Saved entries:
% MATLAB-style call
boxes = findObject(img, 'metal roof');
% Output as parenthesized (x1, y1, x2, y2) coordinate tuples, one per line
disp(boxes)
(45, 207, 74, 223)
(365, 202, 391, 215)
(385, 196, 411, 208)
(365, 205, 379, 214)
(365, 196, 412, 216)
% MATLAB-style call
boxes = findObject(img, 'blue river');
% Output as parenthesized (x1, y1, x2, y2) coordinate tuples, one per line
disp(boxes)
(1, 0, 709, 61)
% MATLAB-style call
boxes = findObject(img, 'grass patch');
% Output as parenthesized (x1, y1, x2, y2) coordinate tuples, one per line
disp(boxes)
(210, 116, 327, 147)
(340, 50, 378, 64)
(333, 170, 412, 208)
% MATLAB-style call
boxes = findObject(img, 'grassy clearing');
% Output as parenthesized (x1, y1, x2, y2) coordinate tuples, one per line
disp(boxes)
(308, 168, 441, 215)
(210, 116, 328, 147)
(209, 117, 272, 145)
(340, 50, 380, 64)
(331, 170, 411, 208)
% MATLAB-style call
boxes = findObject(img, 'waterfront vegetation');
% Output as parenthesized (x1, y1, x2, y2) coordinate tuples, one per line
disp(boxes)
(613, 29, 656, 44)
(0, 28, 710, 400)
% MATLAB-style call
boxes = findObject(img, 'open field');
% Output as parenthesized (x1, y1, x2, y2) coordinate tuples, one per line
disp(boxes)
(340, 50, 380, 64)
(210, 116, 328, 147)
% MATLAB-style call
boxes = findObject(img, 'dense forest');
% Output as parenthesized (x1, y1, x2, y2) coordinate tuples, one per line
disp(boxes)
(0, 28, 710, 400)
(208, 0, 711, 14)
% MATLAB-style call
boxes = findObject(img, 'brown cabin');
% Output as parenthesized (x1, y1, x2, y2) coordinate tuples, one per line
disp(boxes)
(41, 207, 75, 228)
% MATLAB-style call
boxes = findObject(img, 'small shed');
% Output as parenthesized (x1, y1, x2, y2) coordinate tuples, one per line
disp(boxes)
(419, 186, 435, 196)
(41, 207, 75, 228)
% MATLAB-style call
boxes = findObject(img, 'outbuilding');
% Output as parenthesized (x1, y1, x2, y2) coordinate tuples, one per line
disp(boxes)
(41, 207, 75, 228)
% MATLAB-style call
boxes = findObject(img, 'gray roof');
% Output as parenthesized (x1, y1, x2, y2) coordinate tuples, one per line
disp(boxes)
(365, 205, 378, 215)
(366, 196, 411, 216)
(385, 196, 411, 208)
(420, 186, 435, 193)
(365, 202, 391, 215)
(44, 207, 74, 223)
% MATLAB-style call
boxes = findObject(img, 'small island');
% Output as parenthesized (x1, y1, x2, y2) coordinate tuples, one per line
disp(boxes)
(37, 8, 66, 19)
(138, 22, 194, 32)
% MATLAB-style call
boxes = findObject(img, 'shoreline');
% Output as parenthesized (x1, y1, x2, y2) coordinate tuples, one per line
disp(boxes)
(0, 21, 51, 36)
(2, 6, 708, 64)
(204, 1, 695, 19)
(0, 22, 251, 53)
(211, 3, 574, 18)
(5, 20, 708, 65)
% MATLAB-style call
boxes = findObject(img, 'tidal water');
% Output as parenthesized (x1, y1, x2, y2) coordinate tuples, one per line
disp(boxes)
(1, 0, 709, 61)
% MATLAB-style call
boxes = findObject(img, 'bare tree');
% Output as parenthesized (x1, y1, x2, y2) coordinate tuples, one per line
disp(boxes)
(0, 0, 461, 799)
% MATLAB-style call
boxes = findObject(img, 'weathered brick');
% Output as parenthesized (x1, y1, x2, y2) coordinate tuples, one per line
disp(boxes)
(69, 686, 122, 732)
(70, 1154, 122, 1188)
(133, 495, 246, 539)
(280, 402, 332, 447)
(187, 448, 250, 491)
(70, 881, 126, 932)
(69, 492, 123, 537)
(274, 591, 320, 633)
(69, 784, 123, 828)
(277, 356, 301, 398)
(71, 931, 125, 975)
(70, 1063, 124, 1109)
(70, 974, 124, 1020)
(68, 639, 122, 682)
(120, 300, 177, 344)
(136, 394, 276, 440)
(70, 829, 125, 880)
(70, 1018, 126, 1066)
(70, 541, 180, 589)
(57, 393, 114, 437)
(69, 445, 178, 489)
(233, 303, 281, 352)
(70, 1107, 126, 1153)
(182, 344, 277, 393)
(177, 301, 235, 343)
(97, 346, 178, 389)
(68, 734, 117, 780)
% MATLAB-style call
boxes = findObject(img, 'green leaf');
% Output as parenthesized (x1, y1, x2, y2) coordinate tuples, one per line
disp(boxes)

▸ Your assignment: Bring together each line above where the string "small" turns up.

▸ Exercise result:
boxes = findObject(img, 'small shed');
boxes = findObject(img, 'small island');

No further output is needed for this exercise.